▶ [PASSAGE]

________

Starting point is 00:21:24 So every mistake you can make at large-scale data processing and large-scale distribution systems you can make, I have made at some point. And one of those systems that failed numerous times due to how we originally architected was around how we handled authorization. So the whole reason we started CERBOS and kind of working in this space is coming from a pain point we had ourselves of having to model this authorization logic and then also do it at large scale. So from a performance perspective, if you look at the difference again between authentication and authorization and how that fits into here.

Starting point is 00:21:56 Authentication is generally a one-off ceremony, an interactive one-off ceremony that a user will do. So every 15 minutes, let's say your sessions are, you'll be prompted, username, password, whatever, and you'll get a token back that's valid for 15 minutes, an hour, 10 seconds, whatever your requirements are. Once you've got that token, you can verify it without having to go and hit that service because of JSON key sets and all that kind of infrastructure that's been set up around it. So authentication is kind of almost like a cash concern at that point.

Starting point is 00:22:23 There's obvious areas that you need to make sure you can invalidate tokens, etc. And there's great work going on in the standards committees around that. But you don't need to keep hitting that service. You can do it essentially locally on the node using key sets. Authorization, on the other hand, if you're doing anything beyond simple role base, where you check the token whether someone has a claim and allow or not, if you're doing anything that is contextual based on details of the user, details of the resource and the action they're doing, or even just the request context,

Starting point is 00:22:52 then by definition it can't be cached. So if you're making an authorization decision going back to that hotel keycard example, we can't cache that decision because first we need to validate that keycard is active. We need to validate that that key card is assigned to that room, and we also need to do a time check. And if we just cache a decision for an hour, well if the time that key expires within an hour, it's going to let you in the room when you shouldn't. So authorization needs to be done on every single call, and it needs to be evaluated

Starting point is 00:23:21 on every single call. And that is in the blocking path of every single request. It's in the key pipeline. So performance is fundamental to how you need to design and build an architect authorization. There's different schools of thoughts for how to do this. There's ways of doing that statefully. There's ways of doing that stateless.

________

▶ [GIVEN DATA]
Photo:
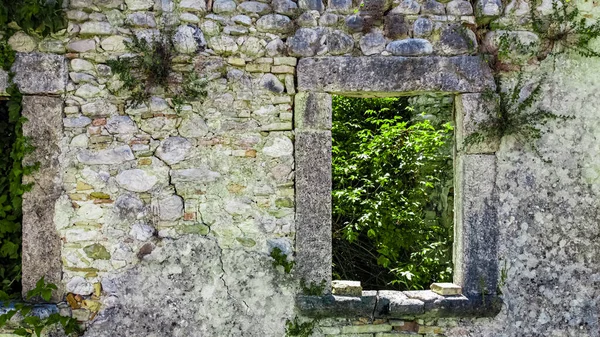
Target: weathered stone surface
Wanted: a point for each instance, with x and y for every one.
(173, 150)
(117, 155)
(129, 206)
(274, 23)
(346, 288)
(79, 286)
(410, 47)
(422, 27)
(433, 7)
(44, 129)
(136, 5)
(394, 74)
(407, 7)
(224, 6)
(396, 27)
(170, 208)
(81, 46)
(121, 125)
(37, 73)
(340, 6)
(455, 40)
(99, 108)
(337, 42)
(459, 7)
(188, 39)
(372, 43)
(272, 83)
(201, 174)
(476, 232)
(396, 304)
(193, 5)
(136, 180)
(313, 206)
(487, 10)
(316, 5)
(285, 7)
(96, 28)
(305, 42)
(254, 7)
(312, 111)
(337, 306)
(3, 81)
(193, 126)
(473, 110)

________

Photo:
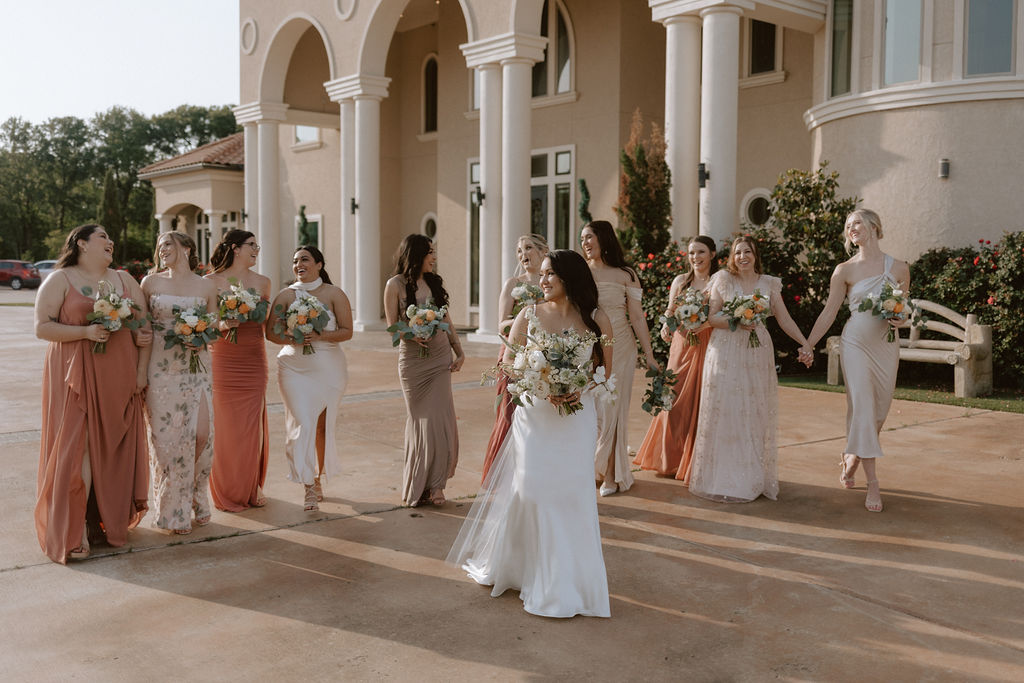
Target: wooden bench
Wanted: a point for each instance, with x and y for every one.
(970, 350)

________

▶ [OBJECTIVE 1]
Can you reproduce the authorization transcript from "Starting point is 00:21:24" up to and including "fits into here."?
▶ [OBJECTIVE 2]
Which lines of the listing contain the string "Target"? Pick out each such line in full, treating uppercase and lowercase as different.

▶ [EXERCISE RESULT 1]
Starting point is 00:21:24 So every mistake you can make at large-scale data processing and large-scale distribution systems you can make, I have made at some point. And one of those systems that failed numerous times due to how we originally architected was around how we handled authorization. So the whole reason we started CERBOS and kind of working in this space is coming from a pain point we had ourselves of having to model this authorization logic and then also do it at large scale. So from a performance perspective, if you look at the difference again between authentication and authorization and how that fits into here.

▶ [EXERCISE RESULT 2]
Target: weathered stone surface
Target: wooden bench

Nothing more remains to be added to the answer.